_WHAT THE TASK REQUIRES_
Rewrite the stretch from the line containing "[mark] the utility" through the end of the entries, both ends included, as a numbered list, leaving out any blank lines.

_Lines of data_

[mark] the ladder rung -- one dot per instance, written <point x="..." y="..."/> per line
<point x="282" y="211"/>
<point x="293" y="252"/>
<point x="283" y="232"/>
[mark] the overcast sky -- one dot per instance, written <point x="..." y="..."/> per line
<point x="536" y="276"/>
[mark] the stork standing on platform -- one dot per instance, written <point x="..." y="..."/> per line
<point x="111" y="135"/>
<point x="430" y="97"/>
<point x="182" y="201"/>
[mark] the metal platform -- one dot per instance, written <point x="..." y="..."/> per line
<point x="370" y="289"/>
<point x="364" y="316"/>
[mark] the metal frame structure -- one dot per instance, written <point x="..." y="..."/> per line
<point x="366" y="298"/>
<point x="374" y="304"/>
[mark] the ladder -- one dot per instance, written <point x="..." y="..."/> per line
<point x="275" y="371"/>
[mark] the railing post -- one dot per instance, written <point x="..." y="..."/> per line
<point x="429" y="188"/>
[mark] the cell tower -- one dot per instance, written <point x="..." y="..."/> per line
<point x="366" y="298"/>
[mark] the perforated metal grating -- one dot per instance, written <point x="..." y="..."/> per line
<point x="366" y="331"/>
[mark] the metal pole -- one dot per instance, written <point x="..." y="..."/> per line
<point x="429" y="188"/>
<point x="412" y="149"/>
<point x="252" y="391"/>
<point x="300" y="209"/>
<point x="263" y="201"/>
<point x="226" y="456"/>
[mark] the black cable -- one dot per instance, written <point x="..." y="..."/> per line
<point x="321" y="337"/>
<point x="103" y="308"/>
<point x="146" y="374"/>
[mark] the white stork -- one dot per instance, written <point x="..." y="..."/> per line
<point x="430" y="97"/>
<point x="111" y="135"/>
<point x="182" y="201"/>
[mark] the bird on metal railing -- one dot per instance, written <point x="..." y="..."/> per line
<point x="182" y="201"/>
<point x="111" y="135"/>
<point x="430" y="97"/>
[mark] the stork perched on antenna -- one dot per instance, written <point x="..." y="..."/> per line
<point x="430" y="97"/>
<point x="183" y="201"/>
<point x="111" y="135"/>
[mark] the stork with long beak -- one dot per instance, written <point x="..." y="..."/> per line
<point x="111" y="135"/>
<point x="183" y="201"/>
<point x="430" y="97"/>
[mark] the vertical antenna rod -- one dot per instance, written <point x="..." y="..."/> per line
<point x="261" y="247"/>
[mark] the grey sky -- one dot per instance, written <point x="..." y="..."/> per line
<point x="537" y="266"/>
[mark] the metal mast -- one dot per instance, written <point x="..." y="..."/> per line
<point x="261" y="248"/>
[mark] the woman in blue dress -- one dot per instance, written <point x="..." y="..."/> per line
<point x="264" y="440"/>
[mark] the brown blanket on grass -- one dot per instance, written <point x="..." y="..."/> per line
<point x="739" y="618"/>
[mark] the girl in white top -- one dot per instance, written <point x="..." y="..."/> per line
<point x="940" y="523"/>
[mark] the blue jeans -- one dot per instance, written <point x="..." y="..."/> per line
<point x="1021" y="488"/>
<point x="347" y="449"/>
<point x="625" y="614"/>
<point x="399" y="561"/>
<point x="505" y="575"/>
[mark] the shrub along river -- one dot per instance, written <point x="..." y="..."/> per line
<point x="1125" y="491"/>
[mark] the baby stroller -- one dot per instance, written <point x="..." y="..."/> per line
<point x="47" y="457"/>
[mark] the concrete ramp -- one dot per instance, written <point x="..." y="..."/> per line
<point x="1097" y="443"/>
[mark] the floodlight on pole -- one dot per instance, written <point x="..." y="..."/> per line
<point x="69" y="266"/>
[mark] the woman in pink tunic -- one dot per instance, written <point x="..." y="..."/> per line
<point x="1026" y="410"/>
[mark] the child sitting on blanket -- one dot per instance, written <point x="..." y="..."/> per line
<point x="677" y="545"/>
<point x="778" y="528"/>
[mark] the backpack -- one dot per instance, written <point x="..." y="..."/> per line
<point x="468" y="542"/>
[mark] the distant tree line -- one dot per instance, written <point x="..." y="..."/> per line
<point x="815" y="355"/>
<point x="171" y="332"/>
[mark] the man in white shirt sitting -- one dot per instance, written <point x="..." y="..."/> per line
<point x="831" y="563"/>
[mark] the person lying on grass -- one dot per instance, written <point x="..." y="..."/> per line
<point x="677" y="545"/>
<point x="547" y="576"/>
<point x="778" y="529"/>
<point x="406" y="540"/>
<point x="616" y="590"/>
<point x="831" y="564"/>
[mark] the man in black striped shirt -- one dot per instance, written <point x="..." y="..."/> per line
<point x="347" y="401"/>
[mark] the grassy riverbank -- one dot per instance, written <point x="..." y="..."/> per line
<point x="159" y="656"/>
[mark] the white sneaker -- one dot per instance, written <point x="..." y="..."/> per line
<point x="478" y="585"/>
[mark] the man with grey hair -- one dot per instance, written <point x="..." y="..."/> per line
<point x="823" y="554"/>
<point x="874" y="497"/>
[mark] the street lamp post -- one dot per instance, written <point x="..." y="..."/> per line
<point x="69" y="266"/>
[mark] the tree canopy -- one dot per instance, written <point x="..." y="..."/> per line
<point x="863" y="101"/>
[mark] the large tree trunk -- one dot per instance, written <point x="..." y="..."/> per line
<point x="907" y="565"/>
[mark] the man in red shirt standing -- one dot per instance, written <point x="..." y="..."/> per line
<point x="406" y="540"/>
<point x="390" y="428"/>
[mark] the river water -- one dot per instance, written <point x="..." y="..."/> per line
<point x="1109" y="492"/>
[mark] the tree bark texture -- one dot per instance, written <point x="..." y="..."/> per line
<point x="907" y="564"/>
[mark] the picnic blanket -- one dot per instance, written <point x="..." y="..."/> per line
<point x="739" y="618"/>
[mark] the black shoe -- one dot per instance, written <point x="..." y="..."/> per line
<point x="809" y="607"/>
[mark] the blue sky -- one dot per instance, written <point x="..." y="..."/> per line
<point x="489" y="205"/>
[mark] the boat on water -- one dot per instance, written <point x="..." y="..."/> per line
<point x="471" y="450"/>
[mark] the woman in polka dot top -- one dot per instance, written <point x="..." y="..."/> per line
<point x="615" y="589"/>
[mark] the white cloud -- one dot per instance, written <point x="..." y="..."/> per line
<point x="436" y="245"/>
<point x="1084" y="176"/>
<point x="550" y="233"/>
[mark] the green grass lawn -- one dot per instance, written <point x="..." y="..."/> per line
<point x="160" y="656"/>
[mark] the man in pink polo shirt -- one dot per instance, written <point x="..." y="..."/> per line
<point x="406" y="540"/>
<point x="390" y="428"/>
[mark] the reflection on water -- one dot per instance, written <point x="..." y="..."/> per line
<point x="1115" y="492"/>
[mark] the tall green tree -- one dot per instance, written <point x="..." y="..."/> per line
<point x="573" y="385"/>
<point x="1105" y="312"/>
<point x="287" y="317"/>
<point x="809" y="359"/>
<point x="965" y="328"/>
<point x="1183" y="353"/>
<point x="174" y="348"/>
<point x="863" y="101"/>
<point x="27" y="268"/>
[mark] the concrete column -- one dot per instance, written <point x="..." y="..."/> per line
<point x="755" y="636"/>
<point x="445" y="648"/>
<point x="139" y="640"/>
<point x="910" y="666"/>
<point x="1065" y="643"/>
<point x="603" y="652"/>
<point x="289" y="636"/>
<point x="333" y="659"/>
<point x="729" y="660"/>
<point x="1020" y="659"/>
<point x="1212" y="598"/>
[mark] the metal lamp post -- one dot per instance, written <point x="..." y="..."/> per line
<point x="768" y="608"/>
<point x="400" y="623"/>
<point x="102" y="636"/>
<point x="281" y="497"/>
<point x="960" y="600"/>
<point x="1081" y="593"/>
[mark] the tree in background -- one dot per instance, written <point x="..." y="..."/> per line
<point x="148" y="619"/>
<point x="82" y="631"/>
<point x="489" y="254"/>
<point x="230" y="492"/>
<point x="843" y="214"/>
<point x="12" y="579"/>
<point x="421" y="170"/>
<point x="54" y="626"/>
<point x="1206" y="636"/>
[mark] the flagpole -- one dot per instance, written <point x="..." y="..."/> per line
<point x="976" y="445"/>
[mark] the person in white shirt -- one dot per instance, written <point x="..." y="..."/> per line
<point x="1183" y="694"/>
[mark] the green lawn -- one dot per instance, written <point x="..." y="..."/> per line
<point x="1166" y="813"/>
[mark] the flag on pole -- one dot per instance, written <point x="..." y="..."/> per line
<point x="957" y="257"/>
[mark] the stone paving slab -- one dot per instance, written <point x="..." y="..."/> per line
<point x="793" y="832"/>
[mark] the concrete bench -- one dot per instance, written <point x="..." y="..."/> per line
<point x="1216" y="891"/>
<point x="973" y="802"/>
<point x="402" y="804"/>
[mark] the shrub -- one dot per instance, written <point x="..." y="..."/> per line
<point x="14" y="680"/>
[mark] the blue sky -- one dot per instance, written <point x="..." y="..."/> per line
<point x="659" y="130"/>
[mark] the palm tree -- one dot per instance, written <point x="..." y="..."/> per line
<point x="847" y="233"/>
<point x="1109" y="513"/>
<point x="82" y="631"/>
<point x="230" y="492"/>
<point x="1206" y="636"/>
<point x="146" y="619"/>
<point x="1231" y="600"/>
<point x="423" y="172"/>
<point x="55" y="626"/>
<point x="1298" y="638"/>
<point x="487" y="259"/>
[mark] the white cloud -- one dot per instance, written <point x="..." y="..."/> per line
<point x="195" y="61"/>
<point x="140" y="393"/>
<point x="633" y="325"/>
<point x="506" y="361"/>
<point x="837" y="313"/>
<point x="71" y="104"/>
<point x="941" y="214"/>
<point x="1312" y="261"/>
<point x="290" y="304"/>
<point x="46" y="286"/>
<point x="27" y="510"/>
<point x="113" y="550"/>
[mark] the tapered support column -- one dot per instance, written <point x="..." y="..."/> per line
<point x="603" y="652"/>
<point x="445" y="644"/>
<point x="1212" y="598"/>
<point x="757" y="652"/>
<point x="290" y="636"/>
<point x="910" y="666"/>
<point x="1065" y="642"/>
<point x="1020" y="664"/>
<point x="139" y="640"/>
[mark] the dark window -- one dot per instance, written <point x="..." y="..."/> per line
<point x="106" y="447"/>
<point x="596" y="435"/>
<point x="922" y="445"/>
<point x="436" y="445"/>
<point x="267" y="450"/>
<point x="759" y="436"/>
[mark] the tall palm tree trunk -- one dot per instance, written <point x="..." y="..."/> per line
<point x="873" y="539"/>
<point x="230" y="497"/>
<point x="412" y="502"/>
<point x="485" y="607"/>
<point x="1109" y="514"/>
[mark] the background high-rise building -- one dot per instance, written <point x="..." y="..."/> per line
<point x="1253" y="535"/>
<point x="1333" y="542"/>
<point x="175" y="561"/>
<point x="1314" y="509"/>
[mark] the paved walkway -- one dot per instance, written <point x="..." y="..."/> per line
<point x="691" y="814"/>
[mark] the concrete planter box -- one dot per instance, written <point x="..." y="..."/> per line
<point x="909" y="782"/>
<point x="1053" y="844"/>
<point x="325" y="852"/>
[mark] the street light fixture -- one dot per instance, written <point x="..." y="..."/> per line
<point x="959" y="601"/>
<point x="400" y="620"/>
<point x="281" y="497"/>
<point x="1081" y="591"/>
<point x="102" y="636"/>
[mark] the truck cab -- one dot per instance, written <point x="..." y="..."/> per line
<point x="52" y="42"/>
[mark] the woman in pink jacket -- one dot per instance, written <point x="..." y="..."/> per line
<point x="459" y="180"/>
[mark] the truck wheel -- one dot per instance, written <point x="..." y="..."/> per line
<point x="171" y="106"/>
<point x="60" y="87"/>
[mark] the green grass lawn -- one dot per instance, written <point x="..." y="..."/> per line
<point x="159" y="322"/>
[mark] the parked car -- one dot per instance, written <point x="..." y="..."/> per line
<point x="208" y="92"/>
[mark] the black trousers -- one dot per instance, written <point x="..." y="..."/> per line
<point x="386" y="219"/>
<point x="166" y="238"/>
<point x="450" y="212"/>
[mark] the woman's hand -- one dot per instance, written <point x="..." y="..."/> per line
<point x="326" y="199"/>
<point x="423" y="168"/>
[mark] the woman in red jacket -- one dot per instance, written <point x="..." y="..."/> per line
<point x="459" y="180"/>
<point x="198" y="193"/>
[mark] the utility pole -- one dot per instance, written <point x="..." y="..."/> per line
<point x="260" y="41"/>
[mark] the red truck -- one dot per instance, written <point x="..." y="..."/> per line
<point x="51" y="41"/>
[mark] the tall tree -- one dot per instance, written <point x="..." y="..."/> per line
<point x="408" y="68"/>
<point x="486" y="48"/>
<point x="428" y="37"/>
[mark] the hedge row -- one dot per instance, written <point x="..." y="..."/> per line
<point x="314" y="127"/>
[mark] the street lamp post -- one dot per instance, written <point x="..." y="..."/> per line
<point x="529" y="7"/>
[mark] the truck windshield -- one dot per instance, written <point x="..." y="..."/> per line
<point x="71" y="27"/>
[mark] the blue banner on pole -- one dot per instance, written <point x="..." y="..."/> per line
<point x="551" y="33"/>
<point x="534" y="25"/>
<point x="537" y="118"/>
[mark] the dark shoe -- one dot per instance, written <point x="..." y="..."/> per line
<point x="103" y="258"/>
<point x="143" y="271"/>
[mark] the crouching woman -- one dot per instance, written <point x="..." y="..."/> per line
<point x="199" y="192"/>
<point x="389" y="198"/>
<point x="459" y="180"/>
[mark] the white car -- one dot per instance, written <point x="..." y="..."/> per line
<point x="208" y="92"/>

_PROBLEM SOLUTION_
1. [mark] the utility pole -- one dot per instance, written <point x="..." y="..."/> per line
2. <point x="260" y="41"/>
3. [mark] the red truck -- one dot per instance, written <point x="..." y="..."/> per line
4. <point x="51" y="41"/>
5. [mark] the tall tree -- one dot per instance, written <point x="..." y="..."/> per line
6. <point x="408" y="68"/>
7. <point x="486" y="48"/>
8. <point x="428" y="37"/>
9. [mark] the hedge row -- one dot per instance, written <point x="..." y="..."/> per line
10. <point x="314" y="127"/>
11. [mark] the street lamp post -- one dot per instance, written <point x="..." y="..."/> per line
12. <point x="529" y="7"/>
13. [mark] the truck windshield -- one dot per instance, written <point x="..." y="..."/> per line
14. <point x="71" y="27"/>
15. [mark] the blue banner on pole -- one dot per instance, written <point x="..." y="..."/> per line
16. <point x="551" y="33"/>
17. <point x="534" y="25"/>
18. <point x="537" y="118"/>
19. [mark] the dark shoe -- one dot per instance, written <point x="..." y="..."/> per line
20. <point x="103" y="258"/>
21. <point x="143" y="271"/>
22. [mark] the crouching woman -- one dot per instance, written <point x="..." y="..."/> per line
23. <point x="199" y="192"/>
24. <point x="389" y="198"/>
25. <point x="459" y="180"/>
26. [mark] the white car -- one dot per instance, written <point x="..." y="..."/> per line
27. <point x="208" y="92"/>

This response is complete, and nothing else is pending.